(Entries taken from a collection)
________

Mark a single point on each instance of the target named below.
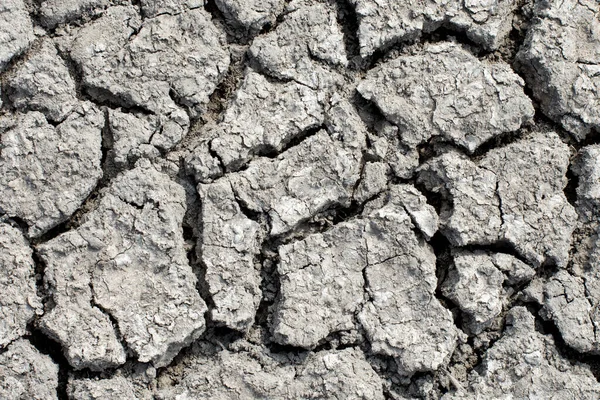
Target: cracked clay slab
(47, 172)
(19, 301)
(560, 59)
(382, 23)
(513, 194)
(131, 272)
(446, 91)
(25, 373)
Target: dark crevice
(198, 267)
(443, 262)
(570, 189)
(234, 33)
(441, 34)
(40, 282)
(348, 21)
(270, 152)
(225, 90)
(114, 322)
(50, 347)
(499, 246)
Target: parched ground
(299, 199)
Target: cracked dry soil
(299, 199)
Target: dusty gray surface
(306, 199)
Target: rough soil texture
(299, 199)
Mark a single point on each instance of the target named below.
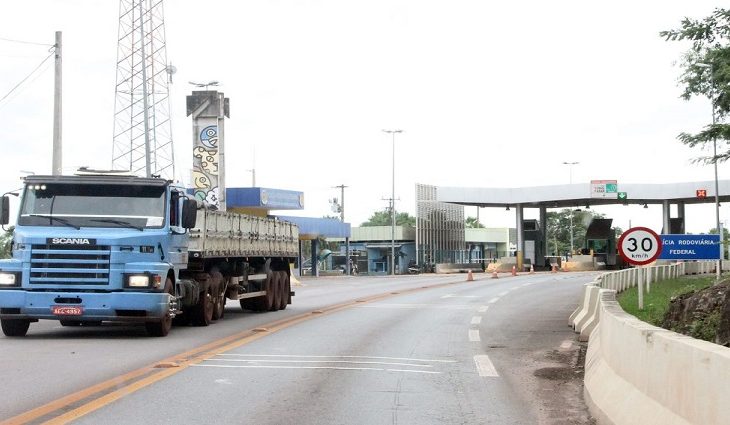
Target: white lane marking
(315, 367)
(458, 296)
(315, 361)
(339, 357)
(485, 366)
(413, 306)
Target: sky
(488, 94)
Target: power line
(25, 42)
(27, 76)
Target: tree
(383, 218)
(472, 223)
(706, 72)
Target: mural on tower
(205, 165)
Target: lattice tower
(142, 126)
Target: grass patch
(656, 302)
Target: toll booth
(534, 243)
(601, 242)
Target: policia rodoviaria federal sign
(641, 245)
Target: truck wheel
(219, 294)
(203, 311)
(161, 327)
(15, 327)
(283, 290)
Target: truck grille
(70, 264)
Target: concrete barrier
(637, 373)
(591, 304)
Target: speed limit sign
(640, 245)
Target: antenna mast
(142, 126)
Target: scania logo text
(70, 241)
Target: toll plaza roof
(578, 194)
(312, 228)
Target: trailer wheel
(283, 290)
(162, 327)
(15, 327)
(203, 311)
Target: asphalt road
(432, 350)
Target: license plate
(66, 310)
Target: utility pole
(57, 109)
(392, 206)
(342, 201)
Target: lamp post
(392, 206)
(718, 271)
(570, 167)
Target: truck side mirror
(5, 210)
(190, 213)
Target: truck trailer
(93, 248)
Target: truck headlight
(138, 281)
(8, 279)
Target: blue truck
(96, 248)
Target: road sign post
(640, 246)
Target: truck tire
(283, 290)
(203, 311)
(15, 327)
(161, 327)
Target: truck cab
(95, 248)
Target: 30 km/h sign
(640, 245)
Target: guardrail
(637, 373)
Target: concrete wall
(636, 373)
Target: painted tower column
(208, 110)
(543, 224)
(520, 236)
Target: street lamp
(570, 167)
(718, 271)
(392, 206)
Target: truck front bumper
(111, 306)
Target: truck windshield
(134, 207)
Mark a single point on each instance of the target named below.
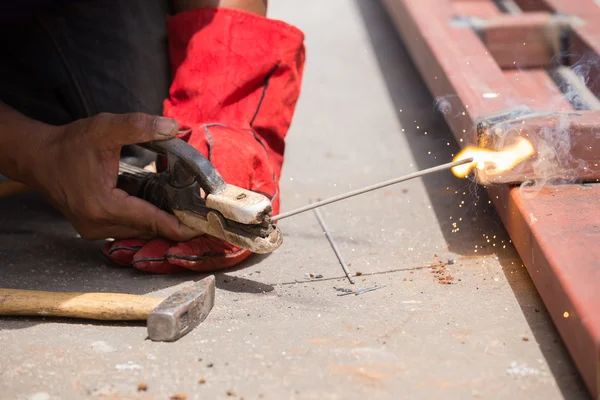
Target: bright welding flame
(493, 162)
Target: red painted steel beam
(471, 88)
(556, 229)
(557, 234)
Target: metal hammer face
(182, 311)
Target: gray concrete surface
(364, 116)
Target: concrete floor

________

*WRITTEN REQUEST:* Can you transcribe all of the records above word for word, omitting the pictures?

*TASK SOLUTION:*
Mark a single point on each instance of the target named below.
Target: cracked clay slab
(47, 172)
(19, 301)
(560, 59)
(382, 23)
(513, 194)
(131, 272)
(446, 91)
(25, 373)
Target: dark crevice
(198, 267)
(443, 262)
(570, 189)
(234, 33)
(441, 34)
(40, 282)
(348, 21)
(270, 152)
(225, 90)
(114, 322)
(50, 347)
(499, 246)
Target: parched ground
(299, 199)
Target: cracked dry soil
(299, 199)
Target: dusty gray surface
(306, 199)
Target: rough soil texture
(299, 199)
Mark a single point on each instance of the target named below.
Target: white lane marking
(315, 367)
(458, 296)
(315, 361)
(339, 357)
(485, 366)
(413, 306)
Target: sky
(488, 94)
Target: power line
(25, 42)
(27, 76)
Target: tree
(383, 218)
(472, 223)
(706, 72)
Target: mural on tower
(205, 165)
Target: lattice tower
(142, 126)
Target: grass patch
(656, 302)
Target: toll booth
(534, 243)
(601, 242)
Target: policia rodoviaria federal sign
(641, 245)
Target: truck wheel
(219, 294)
(203, 311)
(161, 327)
(15, 327)
(283, 290)
Target: truck grille
(70, 264)
Target: concrete barrier
(637, 373)
(591, 304)
Target: speed limit sign
(640, 245)
Target: antenna mast
(142, 126)
Target: scania logo text
(70, 241)
Target: toll plaza roof
(578, 194)
(312, 228)
Target: trailer wheel
(283, 290)
(162, 327)
(15, 327)
(203, 311)
Target: asphalt road
(432, 350)
Target: license plate
(66, 310)
Target: utility pole
(57, 109)
(392, 206)
(342, 201)
Target: lamp post
(392, 206)
(718, 271)
(570, 167)
Target: truck side mirror
(5, 210)
(190, 213)
Target: truck trailer
(93, 248)
Target: truck headlight
(138, 281)
(8, 279)
Target: blue truck
(96, 248)
Target: road sign post
(640, 246)
Target: truck tire
(283, 290)
(203, 311)
(15, 327)
(161, 327)
Target: truck cab
(95, 248)
Target: 30 km/h sign
(640, 245)
Target: guardrail
(637, 373)
Target: concrete wall
(636, 373)
Target: painted tower column
(208, 110)
(543, 224)
(520, 236)
Target: street lamp
(570, 167)
(718, 271)
(392, 206)
Target: truck front bumper
(111, 306)
Target: truck windshield
(134, 207)
Mark a single point on each instance of the target named below.
Target: bright welding flame
(493, 162)
Target: red painted steel beam
(471, 88)
(556, 229)
(557, 234)
Target: metal hammer face
(182, 311)
Target: gray concrete surface
(364, 116)
Target: concrete floor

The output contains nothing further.